== Excerpted passage ==

Motherhood is a beautiful and challenging experience, but navigating life as the mother of a chronically ill child is a unique experience that not all mothers can understand. The road can be stressful, lonely and exhausting.
Here are some ways to help you navigate life as a mother of a chronically ill child.
Confide in People You Trust
Your life as a mother has changed now that your child is living with a chronic condition. Because now, not only are you focusing on the standard aspects of motherhood, you’re also having experiences that are much different than other moms. Those experiences aren’t easy to manage, nor are they best to deal with in a vacuum.
As a mother holding all of this pressure inside can have long term impacts on your health and your mental health. And this has an impact on your ability to be the person you most want to be for your child. It’s wise to confide in people you trust about what’s going on in your life. Building a supportive inner circle to talk with is known to significantly improve your quality of life, encouraging you in your lowest moments.
Build Relationships with Other Parents with Chronically Ill Children
Find other mothers with chronically ill children in your community to connect with. These mothers are more likely to understand what it’s like to be in your shoes. These moms have been to the emergency rooms in the late hours of the night and have had to completely cancel plans/take off work to care for their sick child.

===
== Data under study ==

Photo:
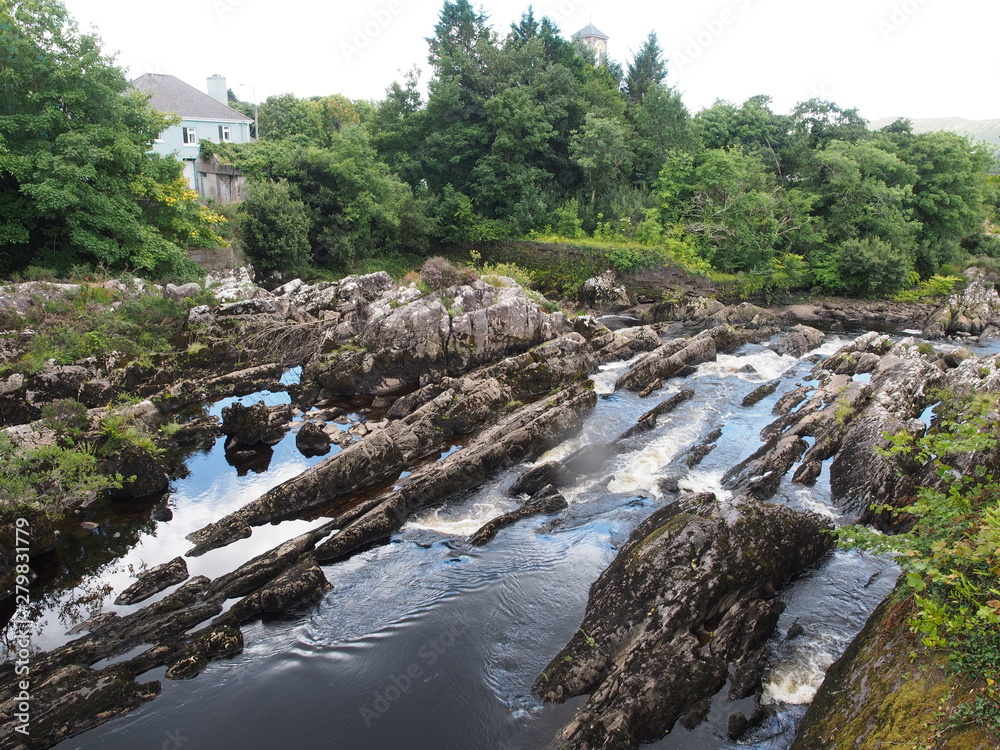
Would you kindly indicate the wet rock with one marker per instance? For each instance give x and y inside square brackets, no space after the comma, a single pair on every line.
[467,404]
[248,426]
[144,476]
[760,393]
[759,475]
[877,695]
[673,358]
[798,341]
[970,311]
[604,293]
[162,621]
[649,420]
[697,454]
[394,347]
[694,568]
[626,343]
[179,293]
[218,642]
[680,356]
[546,500]
[520,436]
[583,461]
[68,701]
[303,583]
[737,725]
[859,475]
[154,580]
[263,568]
[312,440]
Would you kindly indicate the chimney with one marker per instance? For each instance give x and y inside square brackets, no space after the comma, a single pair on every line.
[217,89]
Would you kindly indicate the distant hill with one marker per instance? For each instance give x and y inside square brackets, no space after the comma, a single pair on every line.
[981,130]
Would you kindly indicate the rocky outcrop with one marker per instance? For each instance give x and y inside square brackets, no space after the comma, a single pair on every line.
[392,346]
[144,477]
[688,601]
[625,343]
[562,473]
[972,312]
[312,440]
[546,500]
[257,424]
[520,436]
[877,695]
[604,293]
[680,356]
[441,412]
[154,580]
[799,340]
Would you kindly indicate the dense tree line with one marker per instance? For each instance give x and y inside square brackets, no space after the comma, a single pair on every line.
[78,184]
[518,133]
[529,133]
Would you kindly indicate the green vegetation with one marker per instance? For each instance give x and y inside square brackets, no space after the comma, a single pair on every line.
[78,185]
[521,135]
[951,555]
[88,325]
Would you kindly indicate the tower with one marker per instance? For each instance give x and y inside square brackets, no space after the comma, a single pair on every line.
[596,39]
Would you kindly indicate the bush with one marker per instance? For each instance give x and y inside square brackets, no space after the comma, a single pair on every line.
[439,273]
[275,228]
[871,267]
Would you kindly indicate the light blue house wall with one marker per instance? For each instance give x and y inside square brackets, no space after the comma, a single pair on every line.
[209,116]
[171,141]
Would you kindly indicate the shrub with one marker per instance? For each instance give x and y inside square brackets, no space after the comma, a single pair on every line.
[872,267]
[439,273]
[275,228]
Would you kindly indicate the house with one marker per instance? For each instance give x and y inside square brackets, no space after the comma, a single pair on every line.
[203,116]
[596,39]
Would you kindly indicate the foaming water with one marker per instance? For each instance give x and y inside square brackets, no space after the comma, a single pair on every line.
[429,642]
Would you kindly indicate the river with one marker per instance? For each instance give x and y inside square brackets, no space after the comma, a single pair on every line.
[426,642]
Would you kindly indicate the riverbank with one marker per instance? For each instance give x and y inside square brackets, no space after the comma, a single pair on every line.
[470,366]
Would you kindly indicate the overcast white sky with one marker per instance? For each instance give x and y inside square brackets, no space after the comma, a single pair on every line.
[913,58]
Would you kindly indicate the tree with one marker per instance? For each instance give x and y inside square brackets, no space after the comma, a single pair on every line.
[602,149]
[647,70]
[740,212]
[74,145]
[275,228]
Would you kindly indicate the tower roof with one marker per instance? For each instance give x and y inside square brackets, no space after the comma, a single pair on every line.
[591,31]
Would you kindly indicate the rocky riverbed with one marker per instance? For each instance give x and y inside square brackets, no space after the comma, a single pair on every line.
[409,402]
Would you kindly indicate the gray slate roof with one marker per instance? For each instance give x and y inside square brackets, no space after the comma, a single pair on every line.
[171,94]
[591,30]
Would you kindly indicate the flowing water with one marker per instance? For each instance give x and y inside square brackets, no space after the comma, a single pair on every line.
[426,642]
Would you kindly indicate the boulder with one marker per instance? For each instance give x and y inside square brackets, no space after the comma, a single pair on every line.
[154,580]
[257,424]
[798,341]
[144,476]
[546,500]
[312,440]
[604,293]
[520,436]
[885,692]
[178,293]
[688,598]
[464,405]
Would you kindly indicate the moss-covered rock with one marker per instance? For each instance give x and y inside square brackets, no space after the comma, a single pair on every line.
[875,696]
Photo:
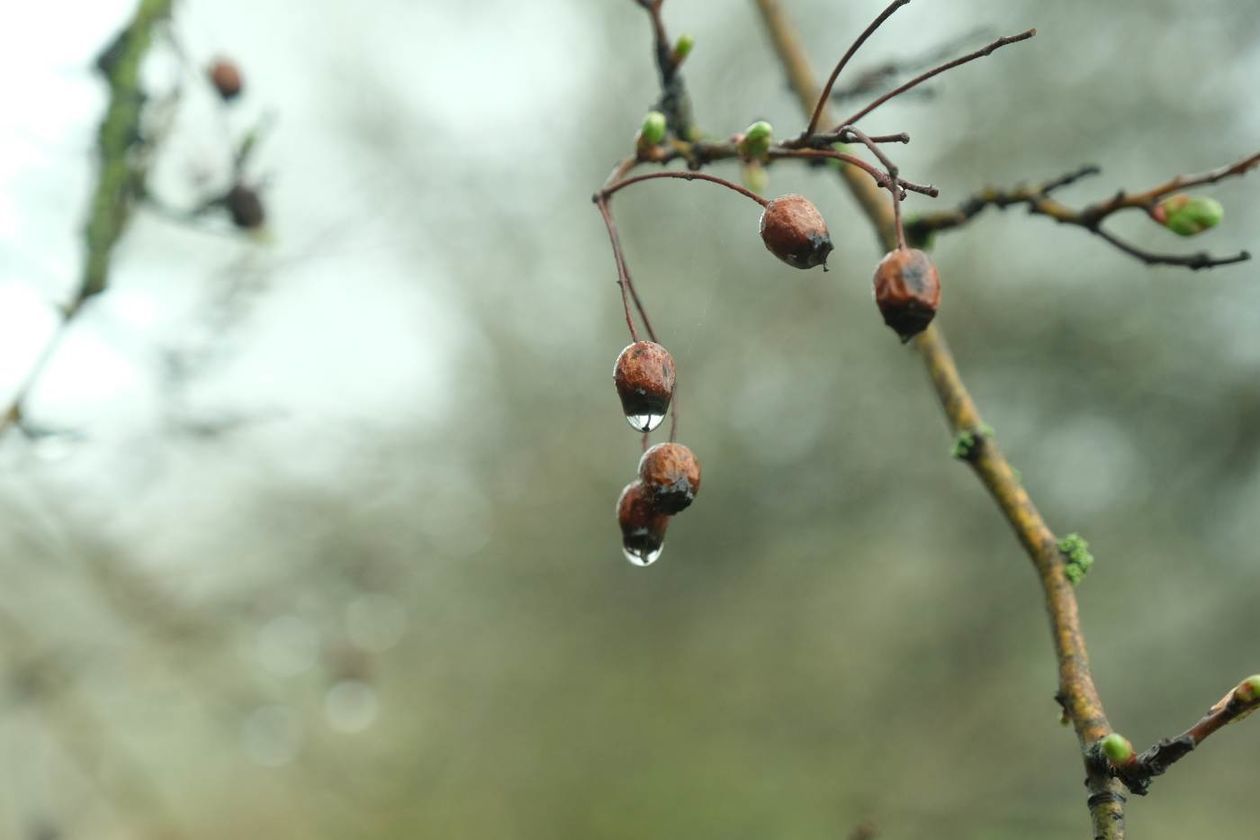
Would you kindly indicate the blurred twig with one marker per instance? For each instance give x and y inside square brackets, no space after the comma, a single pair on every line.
[120,175]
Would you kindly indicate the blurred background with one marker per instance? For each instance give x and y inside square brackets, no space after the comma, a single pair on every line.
[314,533]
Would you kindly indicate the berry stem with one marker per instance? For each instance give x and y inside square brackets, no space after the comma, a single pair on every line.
[892,183]
[606,193]
[619,257]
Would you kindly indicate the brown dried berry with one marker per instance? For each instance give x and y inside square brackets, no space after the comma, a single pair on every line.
[794,231]
[245,205]
[644,375]
[226,78]
[672,475]
[907,290]
[643,527]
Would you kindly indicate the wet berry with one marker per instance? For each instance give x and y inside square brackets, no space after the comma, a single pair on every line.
[644,377]
[672,475]
[907,290]
[245,207]
[643,525]
[794,231]
[226,78]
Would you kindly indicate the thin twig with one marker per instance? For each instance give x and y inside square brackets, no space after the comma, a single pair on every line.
[936,71]
[606,193]
[1038,202]
[120,175]
[623,273]
[844,59]
[873,78]
[1140,770]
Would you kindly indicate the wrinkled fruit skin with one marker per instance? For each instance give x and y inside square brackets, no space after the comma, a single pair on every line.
[794,231]
[226,78]
[672,475]
[643,527]
[245,205]
[907,290]
[644,375]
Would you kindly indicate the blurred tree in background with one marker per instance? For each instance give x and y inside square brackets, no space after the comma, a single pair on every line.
[314,534]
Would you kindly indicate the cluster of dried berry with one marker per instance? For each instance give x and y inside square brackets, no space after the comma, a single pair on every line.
[242,202]
[669,474]
[907,291]
[906,285]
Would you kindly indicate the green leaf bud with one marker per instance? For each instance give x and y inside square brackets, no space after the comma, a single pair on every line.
[653,130]
[683,48]
[1187,215]
[1118,748]
[1249,690]
[756,140]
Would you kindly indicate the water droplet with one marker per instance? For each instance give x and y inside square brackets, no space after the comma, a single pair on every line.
[644,422]
[643,557]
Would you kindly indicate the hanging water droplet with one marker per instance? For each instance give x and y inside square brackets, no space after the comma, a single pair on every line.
[643,556]
[644,422]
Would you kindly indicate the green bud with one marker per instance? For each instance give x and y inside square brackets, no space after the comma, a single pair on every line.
[967,441]
[653,130]
[1076,557]
[1249,690]
[1187,215]
[683,48]
[755,176]
[756,140]
[1118,748]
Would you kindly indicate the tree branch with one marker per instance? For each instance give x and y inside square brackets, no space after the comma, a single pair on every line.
[120,174]
[1080,697]
[1038,202]
[1138,771]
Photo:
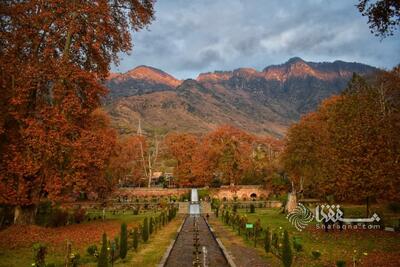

===

_Things to do_:
1. Say whether each statement agrees with the piece on mothering a chronically ill child, answering yes or no and quoting the deciding words of the piece. (a) A supportive inner circle is said to significantly improve quality of life. (b) The piece recommends handling these experiences alone. (c) Mothers of chronically ill children in your community are described as more likely to understand your situation.
2. Repeat a passage of the piece on mothering a chronically ill child word for word, beginning at the words "Build Relationships with" and stopping after "their sick child.".
3. Proceed with the piece on mothering a chronically ill child from the point where it stops.
The items have no role in this work.

_Responses per task_:
1.
(a) Yes: "Building a supportive inner circle to talk with is known to significantly improve your quality of life"
(b) No: "Those experiences aren’t easy to manage, nor are they best to deal with in a vacuum."
(c) Yes: "These mothers are more likely to understand what it’s like to be in your shoes."

2.
Build Relationships with Other Parents with Chronically Ill Children
Find other mothers with chronically ill children in your community to connect with. These mothers are more likely to understand what it’s like to be in your shoes. These moms have been to the emergency rooms in the late hours of the night and have had to completely cancel plans/take off work to care for their sick child.

3.
They get how much it all changes your life. And they can truly see you.
Building relationships with these moms helps you be a better source of support for yourself and your child wherever they are with their chronic condition. That comradery means so much in moments when you feel no one understands how you feel. And it helps your child connect with other kids who live with chronic conditions, as well. What a huge benefit to the both of you.
Find Local Support Groups for Moms/Parents in the Same Boat You’re in
Many chronic medical conditions that children acquire have mom’s groups associated with them. The community of families dealing with your child’s specific condition may be quite small and being connected to that community can be very supportive to both your child’s well-being and your own.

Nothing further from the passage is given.